◆ Task requirements ◆
From the line with "Phrase -- man's eyebrow" through the line with "Phrase -- open car window", inclusive, return each line of the data below exactly and leave the rest out.

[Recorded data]
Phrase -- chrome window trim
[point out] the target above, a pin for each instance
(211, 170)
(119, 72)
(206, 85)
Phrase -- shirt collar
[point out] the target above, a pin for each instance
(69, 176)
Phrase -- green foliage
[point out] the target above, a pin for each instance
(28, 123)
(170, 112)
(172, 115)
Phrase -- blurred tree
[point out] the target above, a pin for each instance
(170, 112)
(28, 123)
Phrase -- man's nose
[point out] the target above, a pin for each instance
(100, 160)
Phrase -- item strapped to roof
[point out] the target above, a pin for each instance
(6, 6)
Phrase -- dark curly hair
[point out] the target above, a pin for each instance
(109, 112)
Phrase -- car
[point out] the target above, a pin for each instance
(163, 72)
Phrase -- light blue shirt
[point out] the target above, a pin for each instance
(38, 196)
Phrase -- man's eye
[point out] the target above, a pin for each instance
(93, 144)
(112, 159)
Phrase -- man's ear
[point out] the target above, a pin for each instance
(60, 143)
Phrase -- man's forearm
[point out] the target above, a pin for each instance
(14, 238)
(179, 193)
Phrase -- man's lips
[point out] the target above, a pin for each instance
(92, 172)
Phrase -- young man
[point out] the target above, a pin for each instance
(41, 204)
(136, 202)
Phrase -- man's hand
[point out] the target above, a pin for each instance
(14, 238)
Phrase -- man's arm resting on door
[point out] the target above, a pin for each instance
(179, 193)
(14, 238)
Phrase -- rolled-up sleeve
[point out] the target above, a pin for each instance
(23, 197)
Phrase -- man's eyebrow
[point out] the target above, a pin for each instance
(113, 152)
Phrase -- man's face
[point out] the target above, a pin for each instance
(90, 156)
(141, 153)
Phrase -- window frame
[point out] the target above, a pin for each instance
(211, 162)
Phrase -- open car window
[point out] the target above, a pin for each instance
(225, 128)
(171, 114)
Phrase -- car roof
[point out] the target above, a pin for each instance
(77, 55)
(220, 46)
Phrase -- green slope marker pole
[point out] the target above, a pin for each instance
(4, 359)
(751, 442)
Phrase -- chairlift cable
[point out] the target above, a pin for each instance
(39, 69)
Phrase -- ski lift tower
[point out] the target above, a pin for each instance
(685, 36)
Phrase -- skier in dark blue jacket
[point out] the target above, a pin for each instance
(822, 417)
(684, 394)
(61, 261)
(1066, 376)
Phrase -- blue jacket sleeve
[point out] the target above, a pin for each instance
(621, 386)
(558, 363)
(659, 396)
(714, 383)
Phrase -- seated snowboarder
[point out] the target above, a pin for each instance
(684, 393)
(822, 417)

◆ Answer box ◆
Phrase -- man's eyebrow
[point out] the target above, a pin for each instance
(113, 152)
Phrase -- man's face
[point out] the target above, a pin for each instance
(90, 156)
(141, 153)
Phrase -- window frame
[point out] the target above, a pin for each instance
(211, 162)
Phrase -- open car window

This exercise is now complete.